Copy out all of the data below word for word, leaving out the pictures.

* BEGIN *

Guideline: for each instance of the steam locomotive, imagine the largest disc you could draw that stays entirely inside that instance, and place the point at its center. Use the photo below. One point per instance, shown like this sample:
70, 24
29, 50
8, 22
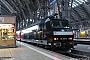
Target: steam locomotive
50, 32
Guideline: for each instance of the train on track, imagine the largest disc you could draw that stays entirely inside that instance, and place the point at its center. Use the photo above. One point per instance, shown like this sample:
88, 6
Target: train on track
49, 32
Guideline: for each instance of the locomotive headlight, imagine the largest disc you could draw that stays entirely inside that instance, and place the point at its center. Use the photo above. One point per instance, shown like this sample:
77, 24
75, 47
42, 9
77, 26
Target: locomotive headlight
55, 38
70, 38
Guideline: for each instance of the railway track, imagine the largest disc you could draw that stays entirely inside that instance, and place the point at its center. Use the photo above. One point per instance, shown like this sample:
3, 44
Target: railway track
71, 53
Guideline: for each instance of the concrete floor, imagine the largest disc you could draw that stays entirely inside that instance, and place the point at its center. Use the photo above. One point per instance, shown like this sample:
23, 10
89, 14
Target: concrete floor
29, 52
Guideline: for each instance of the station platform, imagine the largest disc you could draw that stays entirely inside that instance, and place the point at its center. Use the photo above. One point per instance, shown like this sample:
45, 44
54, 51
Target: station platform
29, 52
82, 45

* END *

### ANSWER TO THIS EXERCISE
Guideline: for each instance of the steam locomotive, imagine the largest disc you could draw that stays entirely inside that instance, and place the point at its center. Use the photo below. One point per instance, shown like this sample:
70, 24
29, 50
8, 22
Target: steam locomotive
50, 32
Guideline: for each instance of the train on track, imagine the largest disc you could draw that stays entirely inside that instance, and place the point at its center. Use the photo above. One point per instance, shown like this sample:
88, 6
Target: train on track
49, 32
Guideline: for each instance of the locomotive headlight, imagine the largest disc you could draw that stays entirely inside that instance, and place the point at its center. Use the photo above. One point per instance, shown like this sample:
77, 24
75, 47
42, 9
77, 26
Target: locomotive headlight
55, 38
70, 38
Guideline: for each instance of the railway track, imagine the largest disc you could draw that stays entirely inside that instance, and place the point at its center. Use the photo above. One point per instance, shown like this sample:
3, 44
Target: railway track
71, 53
Guideline: for each instance of the concrete floor, imagine the largest disc you could draw that stays entirely inside that instance, and place the point at its center. Use the photo above. One point per instance, shown like this sample:
23, 10
89, 14
Target: concrete floor
29, 52
Guideline: for each instance of the station platform, imagine the largest disc you could draw that stays entirely inside that instance, and place the point at its center. Use the photo above. One point per instance, shown like this sample:
45, 44
54, 51
Target: station platform
29, 52
82, 45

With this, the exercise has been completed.